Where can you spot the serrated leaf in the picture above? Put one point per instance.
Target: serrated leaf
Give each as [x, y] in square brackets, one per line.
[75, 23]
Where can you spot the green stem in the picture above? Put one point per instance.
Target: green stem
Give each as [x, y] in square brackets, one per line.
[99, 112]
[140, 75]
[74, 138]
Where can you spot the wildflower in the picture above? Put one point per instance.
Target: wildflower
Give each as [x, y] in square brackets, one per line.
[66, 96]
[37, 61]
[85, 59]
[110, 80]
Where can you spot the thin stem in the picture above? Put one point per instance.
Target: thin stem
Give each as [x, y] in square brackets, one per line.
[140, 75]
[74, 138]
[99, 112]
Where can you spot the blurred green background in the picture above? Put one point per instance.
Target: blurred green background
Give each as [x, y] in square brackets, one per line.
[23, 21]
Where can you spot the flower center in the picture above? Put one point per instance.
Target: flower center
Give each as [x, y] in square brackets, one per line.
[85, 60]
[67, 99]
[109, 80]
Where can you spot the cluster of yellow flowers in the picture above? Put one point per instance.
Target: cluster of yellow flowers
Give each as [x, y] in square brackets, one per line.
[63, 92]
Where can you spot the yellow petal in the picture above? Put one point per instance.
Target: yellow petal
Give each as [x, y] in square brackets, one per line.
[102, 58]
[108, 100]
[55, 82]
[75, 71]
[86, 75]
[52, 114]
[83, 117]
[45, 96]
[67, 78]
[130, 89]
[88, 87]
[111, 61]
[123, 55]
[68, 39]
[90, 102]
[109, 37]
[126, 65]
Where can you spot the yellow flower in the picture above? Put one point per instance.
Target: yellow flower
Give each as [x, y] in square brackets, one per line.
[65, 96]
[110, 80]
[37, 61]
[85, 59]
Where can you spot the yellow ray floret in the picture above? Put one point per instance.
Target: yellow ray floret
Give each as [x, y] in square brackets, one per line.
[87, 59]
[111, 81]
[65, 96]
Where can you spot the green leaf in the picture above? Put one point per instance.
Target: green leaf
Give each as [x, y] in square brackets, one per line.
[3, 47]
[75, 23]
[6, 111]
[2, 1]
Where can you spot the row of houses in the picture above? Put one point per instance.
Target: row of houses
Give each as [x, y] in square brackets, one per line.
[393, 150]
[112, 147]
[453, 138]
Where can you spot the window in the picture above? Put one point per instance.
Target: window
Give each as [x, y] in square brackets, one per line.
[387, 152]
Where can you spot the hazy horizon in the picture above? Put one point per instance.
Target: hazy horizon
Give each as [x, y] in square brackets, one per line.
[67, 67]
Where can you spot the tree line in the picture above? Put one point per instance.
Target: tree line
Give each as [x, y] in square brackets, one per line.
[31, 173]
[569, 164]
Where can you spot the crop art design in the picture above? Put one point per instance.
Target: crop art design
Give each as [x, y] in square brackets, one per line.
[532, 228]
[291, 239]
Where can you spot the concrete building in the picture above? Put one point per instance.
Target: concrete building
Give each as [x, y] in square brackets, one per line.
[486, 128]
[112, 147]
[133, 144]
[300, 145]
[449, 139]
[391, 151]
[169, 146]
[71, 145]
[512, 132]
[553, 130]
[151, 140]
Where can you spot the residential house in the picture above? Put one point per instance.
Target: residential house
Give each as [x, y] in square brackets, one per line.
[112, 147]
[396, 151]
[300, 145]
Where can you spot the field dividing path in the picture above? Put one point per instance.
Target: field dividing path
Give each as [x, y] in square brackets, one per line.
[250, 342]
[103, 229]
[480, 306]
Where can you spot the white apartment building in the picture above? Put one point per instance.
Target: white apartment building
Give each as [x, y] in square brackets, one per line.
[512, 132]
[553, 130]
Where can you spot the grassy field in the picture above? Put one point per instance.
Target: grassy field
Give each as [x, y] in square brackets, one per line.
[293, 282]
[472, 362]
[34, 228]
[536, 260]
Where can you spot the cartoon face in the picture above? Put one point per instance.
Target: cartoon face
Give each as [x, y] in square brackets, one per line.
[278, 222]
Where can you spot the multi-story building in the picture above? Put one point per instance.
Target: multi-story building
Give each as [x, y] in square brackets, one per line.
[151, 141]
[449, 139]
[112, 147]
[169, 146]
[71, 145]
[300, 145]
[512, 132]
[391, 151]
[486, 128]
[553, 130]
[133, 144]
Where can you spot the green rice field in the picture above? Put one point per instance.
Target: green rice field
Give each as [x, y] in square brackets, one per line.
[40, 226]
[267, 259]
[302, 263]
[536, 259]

:::::

▸ WHAT THE TASK REQUIRES:
Please output the records from the line with "Where can you spot the white" through the end of the records as a two-column CSV headed text and answer, one row per record, with each field quoted and its line breaks replaced by spaces.

▸ RESULT OF THE EXERCISE:
text,answer
"Where can you spot the white apartment building in the picture above? Put one point per instance. Target: white apartment building Give each as [x, y] in square brackets, one per line.","[512, 132] [553, 130]"
"Where can you spot the grassy field in the picture above? Put one point per instance. Target: grassy field Give each as [x, y] in square brackets, one per line.","[293, 282] [472, 362] [34, 228] [536, 260]"
"Where can you spot the cartoon face in the picture above? Put one point per instance. Target: cartoon face Give each as [x, y] in square brackets, one per line.","[278, 222]"
"Where can you spot the multi-story building in the picture above? Put one point per instance. Target: multi-story building Give each as [x, y] in square brackets, one per line.","[151, 141] [449, 139] [112, 147] [169, 146] [71, 145] [300, 145] [512, 132] [391, 151] [486, 128] [553, 130] [133, 144]"
"Where can you spot the green rice field in the picture above? Put one point per instance. Target: green rice field Give each as [x, y] in square brackets, one per line.","[40, 226] [267, 259] [302, 263] [536, 259]"